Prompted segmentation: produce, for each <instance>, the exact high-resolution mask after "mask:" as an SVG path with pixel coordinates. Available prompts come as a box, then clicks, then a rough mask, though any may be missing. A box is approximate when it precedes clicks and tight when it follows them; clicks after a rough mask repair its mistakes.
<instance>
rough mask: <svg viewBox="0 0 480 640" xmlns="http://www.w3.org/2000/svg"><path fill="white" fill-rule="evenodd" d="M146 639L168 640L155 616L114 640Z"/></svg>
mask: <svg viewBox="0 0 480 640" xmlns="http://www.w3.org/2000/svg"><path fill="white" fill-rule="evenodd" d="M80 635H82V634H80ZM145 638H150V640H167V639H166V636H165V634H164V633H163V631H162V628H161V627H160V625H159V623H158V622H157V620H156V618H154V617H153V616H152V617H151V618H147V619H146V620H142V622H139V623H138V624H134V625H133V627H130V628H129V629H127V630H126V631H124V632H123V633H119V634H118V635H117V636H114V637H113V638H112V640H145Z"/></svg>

+ + + + + + +

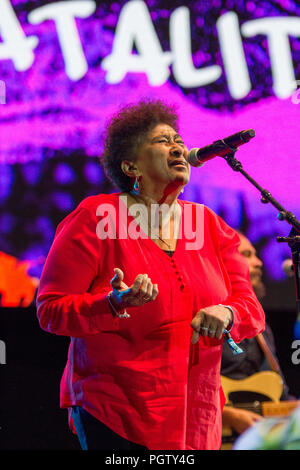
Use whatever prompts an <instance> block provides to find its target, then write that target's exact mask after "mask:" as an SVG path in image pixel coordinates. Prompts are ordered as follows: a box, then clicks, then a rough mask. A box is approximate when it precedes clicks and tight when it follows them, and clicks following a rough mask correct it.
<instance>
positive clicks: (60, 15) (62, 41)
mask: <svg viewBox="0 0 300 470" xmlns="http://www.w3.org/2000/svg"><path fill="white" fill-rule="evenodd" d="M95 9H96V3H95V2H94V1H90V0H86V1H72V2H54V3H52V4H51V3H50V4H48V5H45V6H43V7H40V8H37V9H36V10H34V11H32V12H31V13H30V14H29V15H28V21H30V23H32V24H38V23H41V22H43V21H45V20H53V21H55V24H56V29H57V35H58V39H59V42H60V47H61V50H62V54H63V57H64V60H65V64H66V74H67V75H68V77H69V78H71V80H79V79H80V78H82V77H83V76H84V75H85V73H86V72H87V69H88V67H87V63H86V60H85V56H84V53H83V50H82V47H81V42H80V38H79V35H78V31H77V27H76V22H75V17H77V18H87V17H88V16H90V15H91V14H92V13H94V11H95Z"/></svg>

+ + + + + + +

■ What is needed
Where a line of the listing contains the word "prompts", it counts toward the total; say how many lines that makes, giving the number alone.

■ Answer to the problem
2